→ What you should do: An exact copy of the entries is needed, with every picture left out.

Dataset excerpts:
..........

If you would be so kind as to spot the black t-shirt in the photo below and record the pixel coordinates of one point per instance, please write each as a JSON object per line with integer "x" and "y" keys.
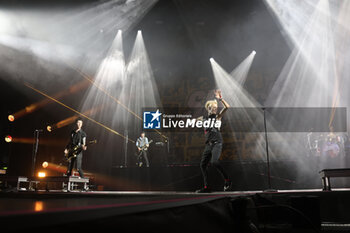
{"x": 76, "y": 138}
{"x": 212, "y": 134}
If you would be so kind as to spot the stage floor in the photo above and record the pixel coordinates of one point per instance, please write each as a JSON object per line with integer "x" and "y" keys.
{"x": 35, "y": 210}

..........

→ Task response:
If you would be so kind as to spot the black t-shirt in the photo below and record the pixel coordinates of one point per instance, please write each as a JSON object per line with integer "x" and "y" keys.
{"x": 76, "y": 138}
{"x": 212, "y": 134}
If you would be so kind as to spot the stage floor in the photo above and record the pixel coordinates of one point per instance, please write each as a JSON object per line with integer "x" and "y" keys.
{"x": 35, "y": 210}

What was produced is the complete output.